*** Opening of Source extract ***

Thunder Island (1963) starring Gene Nelson, Fay Spain, Brian Kelly, Miriam Colon, Art Bedard, Antonio Torres Martino, Esther Sandoval directed by Jack Leewood Movie Review

Thunder Island (1963)   3/53/53/53/53/5

Fay Spain and Brian Kelly in Thunder Island (1963)

Nicholson's Killer Script?

Hitman for hire Billy Poole (Gene Nelson - Oklahoma!) is hired to go to a Caribbean island where the exiled South American dictator Antonio Perez (José de San Antón) lives and assassinate him. To get there Billy and his contact Anita Chavez (Miriam Colon) hold Helen Dodge (Fay Spain) hostage in order to get her husband Vincent (Brian Kelly) to sail Billy to the island. But with his wife's life in danger Vincent isn't going to do exactly what he is told as he has to rescue her.

Does that sound like an exciting movie? It didn't sound exciting to me prior to watching and whilst an admitted movie fan it is the sort of movie I might have ignored if it wasn't for one name. That name is Jack Nicholson, the famous actor who doesn't actually appear in this movie but is listed as one of the writers. The minute I saw that I wondered what sort or writing style Nicholson had and whilst he shares the writing credit with Don Devlin I some how hoped that I could spot the Nicholson influence in the movie. It is probably the only reason why anyone would seek out "Thunder Island" to watch these days.

Unfortunately whilst Don Devlin and Jack Nicholson wrote the script what we end up with is just a routine 1960s thriller which whilst not looking like a cheap production lacks the flare of one which had time and money on its side. It is also sadly not the most enthralling of scripts with the first half dragging and feeling it is padding to make it last the 65 minutes; yes this is not even a 90 minute movie.

*** Close of Source extract ***

Exercise brief:
Copy the movie review again, beginning at "Nicholson's Killer Script?" and stopping after "to rescue her.", and substitute "captive" for "hostage". The material that follows comes from a separate source.

*** Opening of Given entries ***

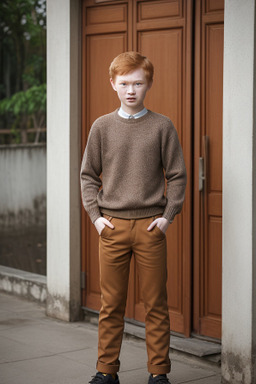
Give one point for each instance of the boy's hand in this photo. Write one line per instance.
(100, 224)
(161, 223)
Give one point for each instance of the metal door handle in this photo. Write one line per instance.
(203, 165)
(201, 174)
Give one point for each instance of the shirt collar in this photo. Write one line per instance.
(125, 115)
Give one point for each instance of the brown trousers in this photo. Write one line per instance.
(116, 247)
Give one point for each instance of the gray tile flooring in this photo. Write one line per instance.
(35, 349)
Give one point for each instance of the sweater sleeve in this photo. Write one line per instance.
(175, 173)
(91, 169)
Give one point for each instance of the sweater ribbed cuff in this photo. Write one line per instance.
(94, 214)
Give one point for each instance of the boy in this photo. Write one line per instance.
(132, 147)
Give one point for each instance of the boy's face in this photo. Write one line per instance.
(131, 89)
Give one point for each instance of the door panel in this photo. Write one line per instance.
(166, 49)
(208, 145)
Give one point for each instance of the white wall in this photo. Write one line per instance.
(63, 158)
(239, 163)
(23, 185)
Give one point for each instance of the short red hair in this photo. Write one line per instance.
(129, 61)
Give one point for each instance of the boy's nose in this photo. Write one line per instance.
(131, 90)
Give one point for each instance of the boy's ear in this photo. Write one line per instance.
(113, 84)
(150, 85)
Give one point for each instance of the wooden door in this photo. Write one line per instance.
(162, 31)
(208, 156)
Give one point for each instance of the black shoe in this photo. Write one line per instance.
(99, 378)
(159, 379)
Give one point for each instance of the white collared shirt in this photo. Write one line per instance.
(125, 115)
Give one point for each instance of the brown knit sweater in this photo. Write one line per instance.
(132, 155)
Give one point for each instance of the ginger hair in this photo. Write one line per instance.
(129, 61)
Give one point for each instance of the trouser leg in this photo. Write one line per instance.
(150, 255)
(115, 255)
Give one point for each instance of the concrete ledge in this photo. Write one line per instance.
(24, 284)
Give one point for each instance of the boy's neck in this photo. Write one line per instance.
(126, 115)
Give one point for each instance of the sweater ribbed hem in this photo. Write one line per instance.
(133, 214)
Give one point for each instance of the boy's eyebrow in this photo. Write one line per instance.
(127, 81)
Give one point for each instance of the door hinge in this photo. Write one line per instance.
(83, 280)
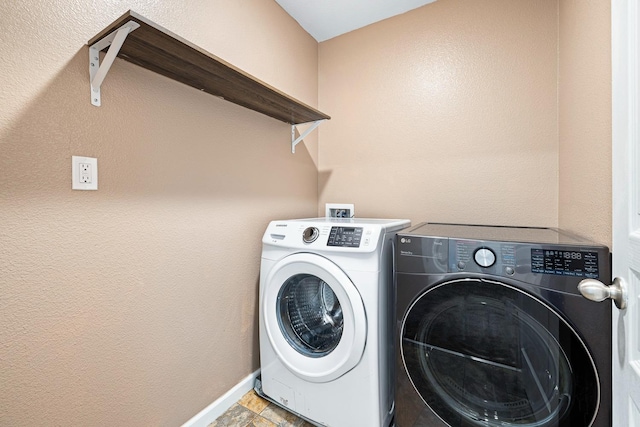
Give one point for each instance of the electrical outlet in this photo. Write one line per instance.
(84, 173)
(339, 210)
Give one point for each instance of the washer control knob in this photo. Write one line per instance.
(484, 257)
(310, 234)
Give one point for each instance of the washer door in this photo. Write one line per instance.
(484, 353)
(314, 317)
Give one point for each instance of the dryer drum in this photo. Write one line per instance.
(483, 353)
(310, 315)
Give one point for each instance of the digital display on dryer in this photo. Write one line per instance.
(565, 263)
(349, 237)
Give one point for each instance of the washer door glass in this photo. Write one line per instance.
(483, 353)
(310, 315)
(314, 317)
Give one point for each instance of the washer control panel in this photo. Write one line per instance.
(349, 237)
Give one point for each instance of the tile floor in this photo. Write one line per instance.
(254, 411)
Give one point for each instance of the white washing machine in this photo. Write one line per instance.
(326, 332)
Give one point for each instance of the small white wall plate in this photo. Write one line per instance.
(84, 173)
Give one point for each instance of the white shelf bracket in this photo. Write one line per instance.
(97, 71)
(295, 141)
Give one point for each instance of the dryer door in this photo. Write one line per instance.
(314, 317)
(484, 353)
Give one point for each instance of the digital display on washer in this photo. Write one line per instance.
(345, 236)
(564, 263)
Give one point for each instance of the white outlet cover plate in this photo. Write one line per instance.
(331, 208)
(75, 173)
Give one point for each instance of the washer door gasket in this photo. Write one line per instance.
(486, 354)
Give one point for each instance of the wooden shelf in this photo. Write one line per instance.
(157, 49)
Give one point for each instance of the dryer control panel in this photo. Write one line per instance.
(558, 265)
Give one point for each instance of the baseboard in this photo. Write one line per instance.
(217, 408)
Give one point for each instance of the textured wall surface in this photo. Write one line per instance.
(446, 113)
(136, 304)
(585, 118)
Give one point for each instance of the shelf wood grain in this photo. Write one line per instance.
(159, 50)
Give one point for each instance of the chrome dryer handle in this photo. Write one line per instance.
(597, 291)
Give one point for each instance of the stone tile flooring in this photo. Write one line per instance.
(254, 411)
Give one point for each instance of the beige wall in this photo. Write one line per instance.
(446, 113)
(136, 304)
(585, 118)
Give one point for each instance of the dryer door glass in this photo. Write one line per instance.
(310, 315)
(483, 353)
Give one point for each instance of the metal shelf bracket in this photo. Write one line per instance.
(97, 71)
(295, 141)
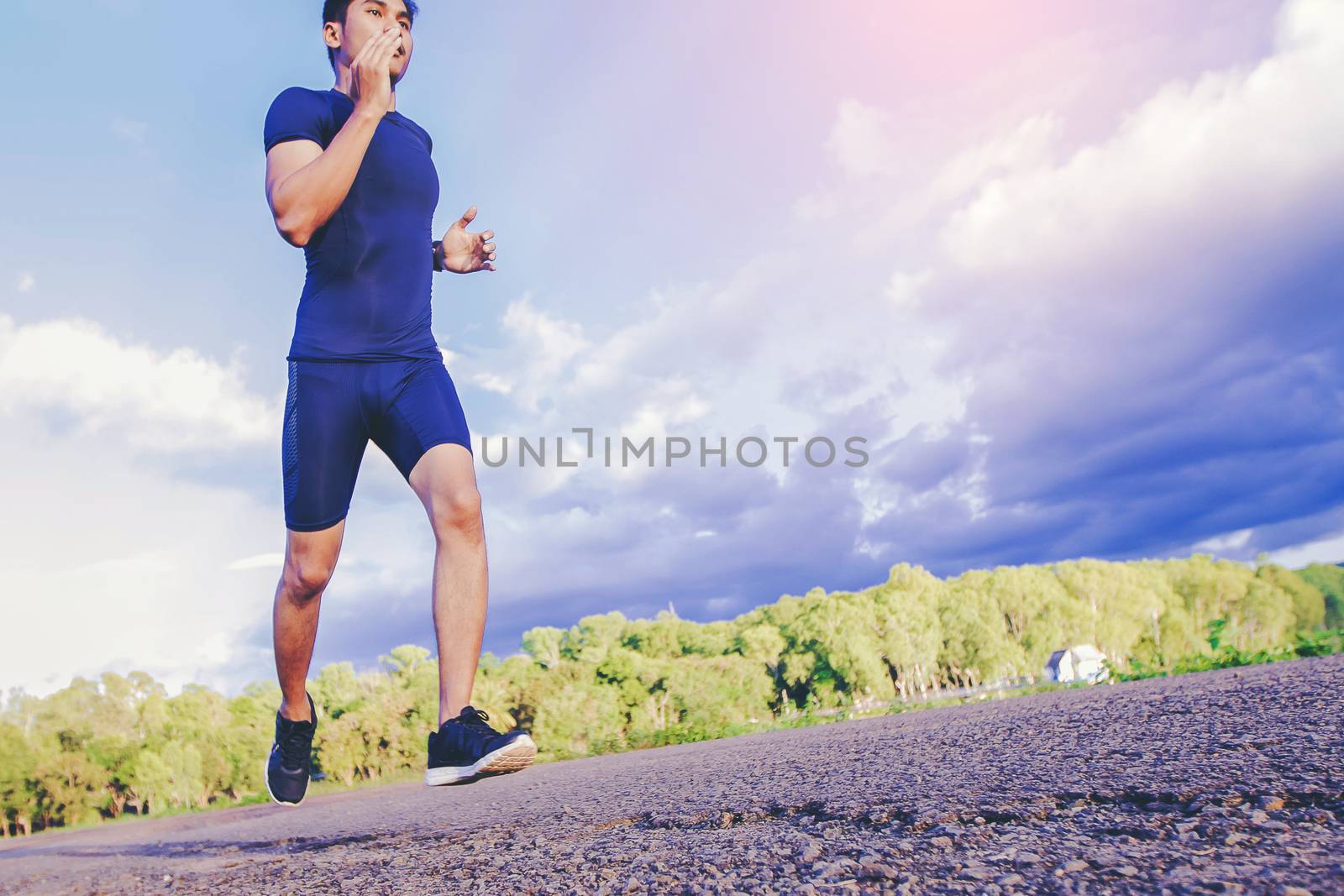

*** Close of Given entries ***

Result below:
Nicholson's Killer Script?

Hitman for hire Billy Poole (Gene Nelson - Oklahoma!) is hired to go to a Caribbean island where the exiled South American dictator Antonio Perez (José de San Antón) lives and assassinate him. To get there Billy and his contact Anita Chavez (Miriam Colon) hold Helen Dodge (Fay Spain) captive in order to get her husband Vincent (Brian Kelly) to sail Billy to the island. But with his wife's life in danger Vincent isn't going to do exactly what he is told as he has to rescue her.